Task 1:
Answer these questions using the excerpt on the Post editorial below.
(a) In which edition does the Washington Post run the editorial?
(b) What is the full name of the 2009 legislation that would legalize same-sex marriage in the District?
(c) Which two things does the church worry it would have to do under that legislation?
Task 2: Output the part of the excerpt on the Post editorial starting with "Catholic Charities is" and going on through "its religious beliefs.", copied word for word.

Selected passage:

WaPo's discordant editorial on the Catholic Church and marriage equality

The Washington Post, a longtime supporter of marriage equality, has a strange editorial in its Sunday edition in which it makes the Catholic Church's case for a broader exemption to enable it to discriminate against gay couples. It starts by making a howlingly false assertion:

You might not realize, given the fury between Catholic Charities and the D.C. Council, that the Catholic Church is not trying to prevent the legalization of same-sex marriage in the District. Rather, the battle is over the impact that the legislation could have on the vital services it provides.

Catholic Charities is concerned that the current draft would force it to choose between upholding its religious beliefs and complying with the District's human rights law in order to maintain city contracts. The clash raises tough questions. But they strike us as solvable, if council members shelve the self-righteousness and look for solutions.

The Religious Freedom and Civil Marriage Equality Amendment of 2009 would legalize same-sex marriage in the District. It would not require any religious organizations to carry out such marriages. But the church worries that it would have to offer health benefits to same-sex spouses of employees and facilitate adoptions by same-sex couples, both of which it says would violate its religious beliefs.

Data shown:
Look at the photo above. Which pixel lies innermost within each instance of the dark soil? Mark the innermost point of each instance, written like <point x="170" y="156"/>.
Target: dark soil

Exercise answer 1:
(a) The Sunday edition.
(b) The Religious Freedom and Civil Marriage Equality Amendment of 2009.
(c) Offer health benefits to same-sex spouses of employees, and facilitate adoptions by same-sex couples.

Exercise answer 2:
Catholic Charities is concerned that the current draft would force it to choose between upholding its religious beliefs and complying with the District's human rights law in order to maintain city contracts. The clash raises tough questions. But they strike us as solvable, if council members shelve the self-righteousness and look for solutions.

The Religious Freedom and Civil Marriage Equality Amendment of 2009 would legalize same-sex marriage in the District. It would not require any religious organizations to carry out such marriages. But the church worries that it would have to offer health benefits to same-sex spouses of employees and facilitate adoptions by same-sex couples, both of which it says would violate its religious beliefs.